PAGE:

>> Begin

At its core, the process of finding, designing and building a data centre is intensely time-consuming. A single-tenant data centre takes on average 18 months to go through planning, engineering, construction and commissioning phases [9]. Given a significant increase in demand, this puts many data centre projects under intense time pressure.

These time constraints lead to organisations making decisions that prioritise speed of completion over emissions generation. Using diesel generators for power, buying existing buildings and retrofitting them and location selection are all decisions made to prioritise the speed of completion.

This time pressure limits the ability of design teams to engage with alternative strategies for power reduction and the maximisation of renewable resources. This is not to say that firms don’t consider energy and environmental impacts, but they are usually a low priority.

>> End

Data taken from a collection:
>> Begin

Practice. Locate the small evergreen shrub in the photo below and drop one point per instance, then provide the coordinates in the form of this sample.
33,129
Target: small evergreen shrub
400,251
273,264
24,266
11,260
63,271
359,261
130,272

>> End
>> Begin

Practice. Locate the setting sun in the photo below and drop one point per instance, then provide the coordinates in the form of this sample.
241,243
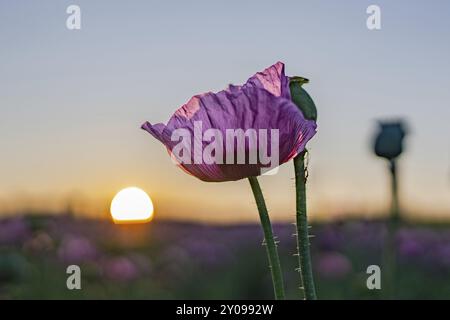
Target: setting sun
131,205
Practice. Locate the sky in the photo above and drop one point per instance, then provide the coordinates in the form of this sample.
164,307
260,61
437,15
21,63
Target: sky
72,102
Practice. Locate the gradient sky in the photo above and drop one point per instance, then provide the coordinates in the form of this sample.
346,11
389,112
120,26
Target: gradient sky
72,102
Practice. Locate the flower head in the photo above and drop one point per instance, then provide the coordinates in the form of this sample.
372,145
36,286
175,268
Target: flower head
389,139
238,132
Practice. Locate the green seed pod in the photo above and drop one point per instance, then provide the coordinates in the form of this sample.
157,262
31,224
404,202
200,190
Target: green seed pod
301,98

>> End
>> Begin

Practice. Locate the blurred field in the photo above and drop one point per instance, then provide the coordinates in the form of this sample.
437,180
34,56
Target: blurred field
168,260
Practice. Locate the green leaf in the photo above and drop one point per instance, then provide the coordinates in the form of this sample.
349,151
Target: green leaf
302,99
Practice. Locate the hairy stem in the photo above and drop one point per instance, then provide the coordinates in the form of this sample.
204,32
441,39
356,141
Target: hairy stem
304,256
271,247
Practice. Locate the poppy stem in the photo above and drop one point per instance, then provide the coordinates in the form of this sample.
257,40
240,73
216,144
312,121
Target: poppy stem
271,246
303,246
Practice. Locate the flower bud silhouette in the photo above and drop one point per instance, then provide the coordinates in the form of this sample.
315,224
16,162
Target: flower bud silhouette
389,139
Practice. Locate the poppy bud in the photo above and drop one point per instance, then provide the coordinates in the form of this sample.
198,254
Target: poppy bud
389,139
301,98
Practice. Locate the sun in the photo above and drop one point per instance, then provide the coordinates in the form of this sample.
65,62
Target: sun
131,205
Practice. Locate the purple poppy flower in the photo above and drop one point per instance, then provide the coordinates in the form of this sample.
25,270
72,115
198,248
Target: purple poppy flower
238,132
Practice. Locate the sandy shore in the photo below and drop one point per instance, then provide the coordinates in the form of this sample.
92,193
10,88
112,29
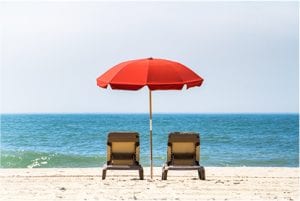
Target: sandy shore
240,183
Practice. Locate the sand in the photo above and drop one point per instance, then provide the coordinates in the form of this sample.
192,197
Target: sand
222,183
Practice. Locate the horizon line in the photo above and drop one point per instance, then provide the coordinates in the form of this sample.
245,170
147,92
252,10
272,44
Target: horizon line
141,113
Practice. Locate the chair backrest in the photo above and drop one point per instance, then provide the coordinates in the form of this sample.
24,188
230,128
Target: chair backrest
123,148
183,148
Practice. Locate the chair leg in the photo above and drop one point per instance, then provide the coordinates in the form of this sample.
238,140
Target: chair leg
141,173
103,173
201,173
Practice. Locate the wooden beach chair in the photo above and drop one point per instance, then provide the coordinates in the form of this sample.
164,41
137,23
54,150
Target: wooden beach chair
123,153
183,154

>> End

Return the passage from the data center text starting with "These time constraints" and going on through "a low priority.", copied word for word.

These time constraints lead to organisations making decisions that prioritise speed of completion over emissions generation. Using diesel generators for power, buying existing buildings and retrofitting them and location selection are all decisions made to prioritise the speed of completion.

This time pressure limits the ability of design teams to engage with alternative strategies for power reduction and the maximisation of renewable resources. This is not to say that firms don’t consider energy and environmental impacts, but they are usually a low priority.